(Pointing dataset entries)
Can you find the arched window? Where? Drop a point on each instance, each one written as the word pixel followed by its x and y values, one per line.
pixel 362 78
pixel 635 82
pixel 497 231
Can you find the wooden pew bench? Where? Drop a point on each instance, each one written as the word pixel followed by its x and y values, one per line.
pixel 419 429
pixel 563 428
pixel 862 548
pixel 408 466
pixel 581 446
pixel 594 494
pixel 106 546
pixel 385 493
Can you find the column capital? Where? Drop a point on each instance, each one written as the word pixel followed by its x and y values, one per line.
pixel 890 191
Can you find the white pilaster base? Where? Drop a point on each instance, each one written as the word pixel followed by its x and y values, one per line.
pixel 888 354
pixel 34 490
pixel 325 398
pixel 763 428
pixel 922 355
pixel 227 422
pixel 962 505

— Work to complete —
Recast the lines starting at the one containing "Can you find the column" and ending at the one containing "pixel 890 191" as a Markdown table with the columns No. and Line, omitting any blank lines.

— Response —
| No. | Line |
|---|---|
| 1 | Can you find the column capital? Where? Drop a point on each instance, each one written as the word pixel followed by its x and y values, one per line. |
| 2 | pixel 890 191 |